* START MATERIAL SUPPLIED *

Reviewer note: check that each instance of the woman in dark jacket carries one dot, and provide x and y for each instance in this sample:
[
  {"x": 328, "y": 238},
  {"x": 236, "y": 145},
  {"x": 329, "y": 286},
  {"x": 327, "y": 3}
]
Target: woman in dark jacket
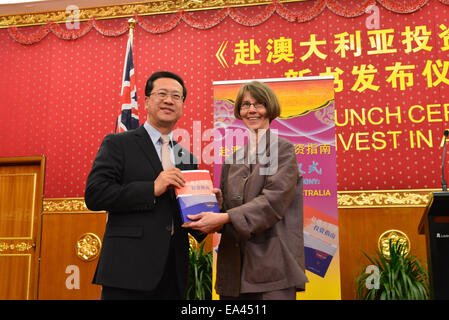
[{"x": 261, "y": 251}]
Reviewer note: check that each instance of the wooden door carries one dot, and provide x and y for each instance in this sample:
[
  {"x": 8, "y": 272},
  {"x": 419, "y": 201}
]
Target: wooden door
[{"x": 21, "y": 190}]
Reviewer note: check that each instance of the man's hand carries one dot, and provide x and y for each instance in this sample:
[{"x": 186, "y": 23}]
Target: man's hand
[{"x": 167, "y": 178}]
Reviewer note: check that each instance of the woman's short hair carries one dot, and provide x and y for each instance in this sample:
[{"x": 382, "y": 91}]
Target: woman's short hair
[{"x": 263, "y": 94}]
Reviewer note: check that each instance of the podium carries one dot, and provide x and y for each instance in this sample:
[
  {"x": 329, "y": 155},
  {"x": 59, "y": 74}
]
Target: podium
[{"x": 435, "y": 225}]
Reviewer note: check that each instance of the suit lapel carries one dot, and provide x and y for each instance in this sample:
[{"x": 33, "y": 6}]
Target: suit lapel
[{"x": 147, "y": 147}]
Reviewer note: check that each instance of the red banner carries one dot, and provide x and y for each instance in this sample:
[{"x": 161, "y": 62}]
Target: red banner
[{"x": 59, "y": 97}]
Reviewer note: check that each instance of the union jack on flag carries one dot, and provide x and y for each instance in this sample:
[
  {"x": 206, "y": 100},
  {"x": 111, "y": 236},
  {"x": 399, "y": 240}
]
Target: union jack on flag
[{"x": 129, "y": 116}]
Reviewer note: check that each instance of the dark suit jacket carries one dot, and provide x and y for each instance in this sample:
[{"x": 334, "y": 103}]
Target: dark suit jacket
[
  {"x": 262, "y": 249},
  {"x": 137, "y": 236}
]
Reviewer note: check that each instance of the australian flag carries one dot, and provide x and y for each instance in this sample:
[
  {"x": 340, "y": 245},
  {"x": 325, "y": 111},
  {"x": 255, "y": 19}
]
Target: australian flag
[{"x": 129, "y": 115}]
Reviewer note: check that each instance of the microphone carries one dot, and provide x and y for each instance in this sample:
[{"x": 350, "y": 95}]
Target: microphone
[{"x": 443, "y": 182}]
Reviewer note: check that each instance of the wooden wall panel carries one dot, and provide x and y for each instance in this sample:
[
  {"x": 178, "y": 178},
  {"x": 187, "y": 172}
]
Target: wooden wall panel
[{"x": 63, "y": 274}]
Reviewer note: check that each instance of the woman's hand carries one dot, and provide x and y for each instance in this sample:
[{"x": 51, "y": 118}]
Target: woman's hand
[
  {"x": 207, "y": 222},
  {"x": 219, "y": 196}
]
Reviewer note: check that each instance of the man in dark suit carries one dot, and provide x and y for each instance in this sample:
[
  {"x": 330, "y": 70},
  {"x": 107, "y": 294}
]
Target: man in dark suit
[{"x": 145, "y": 250}]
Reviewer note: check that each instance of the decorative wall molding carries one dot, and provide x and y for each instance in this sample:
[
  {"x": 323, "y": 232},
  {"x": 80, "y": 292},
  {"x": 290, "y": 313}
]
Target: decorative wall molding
[
  {"x": 66, "y": 205},
  {"x": 340, "y": 7},
  {"x": 125, "y": 10}
]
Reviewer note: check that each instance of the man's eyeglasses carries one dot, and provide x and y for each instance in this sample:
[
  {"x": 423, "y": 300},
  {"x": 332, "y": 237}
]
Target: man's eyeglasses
[
  {"x": 163, "y": 95},
  {"x": 246, "y": 105}
]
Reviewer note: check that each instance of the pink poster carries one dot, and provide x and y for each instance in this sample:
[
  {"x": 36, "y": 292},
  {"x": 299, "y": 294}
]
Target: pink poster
[{"x": 307, "y": 120}]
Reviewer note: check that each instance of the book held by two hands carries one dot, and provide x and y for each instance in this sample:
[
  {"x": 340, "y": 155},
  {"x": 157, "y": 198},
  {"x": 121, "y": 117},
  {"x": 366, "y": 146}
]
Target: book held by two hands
[{"x": 197, "y": 194}]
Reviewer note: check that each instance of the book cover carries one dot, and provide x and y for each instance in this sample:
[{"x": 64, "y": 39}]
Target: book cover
[{"x": 196, "y": 196}]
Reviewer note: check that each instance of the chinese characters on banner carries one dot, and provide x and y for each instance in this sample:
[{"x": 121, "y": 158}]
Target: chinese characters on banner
[{"x": 307, "y": 108}]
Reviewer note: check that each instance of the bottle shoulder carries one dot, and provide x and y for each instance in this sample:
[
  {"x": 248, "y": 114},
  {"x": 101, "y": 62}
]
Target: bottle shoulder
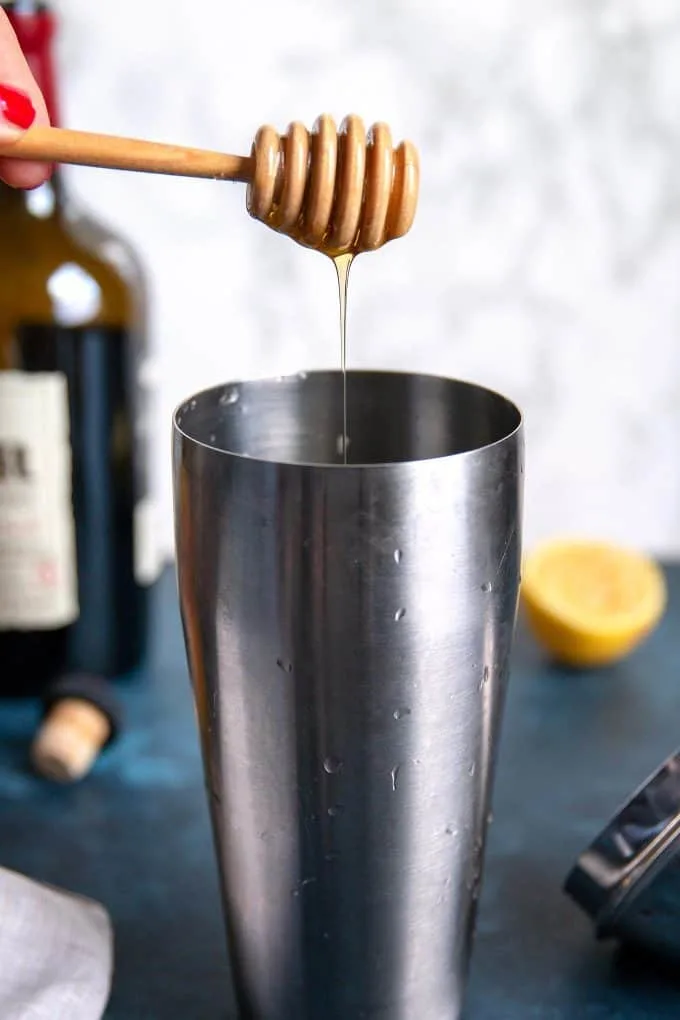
[{"x": 65, "y": 267}]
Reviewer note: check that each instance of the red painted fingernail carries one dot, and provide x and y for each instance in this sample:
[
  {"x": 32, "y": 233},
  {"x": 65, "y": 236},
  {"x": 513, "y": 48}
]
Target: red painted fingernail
[{"x": 16, "y": 107}]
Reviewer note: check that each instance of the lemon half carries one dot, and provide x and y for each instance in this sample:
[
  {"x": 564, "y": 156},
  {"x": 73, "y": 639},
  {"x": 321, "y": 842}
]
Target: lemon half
[{"x": 590, "y": 603}]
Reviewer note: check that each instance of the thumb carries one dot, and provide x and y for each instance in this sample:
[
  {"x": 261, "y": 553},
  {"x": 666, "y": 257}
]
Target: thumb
[{"x": 21, "y": 105}]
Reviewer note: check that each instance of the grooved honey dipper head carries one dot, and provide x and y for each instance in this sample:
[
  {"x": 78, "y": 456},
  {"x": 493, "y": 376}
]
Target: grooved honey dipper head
[{"x": 341, "y": 192}]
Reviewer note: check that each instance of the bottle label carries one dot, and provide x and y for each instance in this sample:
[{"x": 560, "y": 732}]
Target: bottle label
[{"x": 38, "y": 562}]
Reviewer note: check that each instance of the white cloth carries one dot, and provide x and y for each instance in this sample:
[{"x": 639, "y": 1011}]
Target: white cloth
[{"x": 56, "y": 953}]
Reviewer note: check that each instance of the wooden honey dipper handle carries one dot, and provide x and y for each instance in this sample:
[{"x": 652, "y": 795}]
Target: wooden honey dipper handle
[
  {"x": 57, "y": 145},
  {"x": 335, "y": 191}
]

* END MATERIAL SUPPLIED *

YOUR OBJECTIVE: Produce an exact repeat of the lines from the one containing "Reviewer note: check that each instance of the grooved" through the last line of the data, and nothing more.

FINISHED TASK:
Reviewer note: check that each instance of the grooved honey dipper head carries one dot, and provide x and y for each instance in this sample:
[
  {"x": 78, "y": 456},
  {"x": 493, "y": 376}
]
Target: grooved honey dipper head
[{"x": 341, "y": 192}]
Reviewer note: check that each instance of the bottle label carries one dot, and provide x and y for each instance in this sample:
[{"x": 560, "y": 732}]
Target: bottle label
[{"x": 38, "y": 562}]
Reviewer note: check that each instance of the white cloth carries one dot, and provide x and y for each instance in this sample:
[{"x": 639, "y": 1011}]
Target: white cloth
[{"x": 56, "y": 953}]
Reviewer note: check that each instance of the wooden honey dipper handle carries one dot, and provide x and y for each instance in this sample:
[{"x": 652, "y": 795}]
Target: wooden honey dipper handle
[
  {"x": 57, "y": 145},
  {"x": 335, "y": 191}
]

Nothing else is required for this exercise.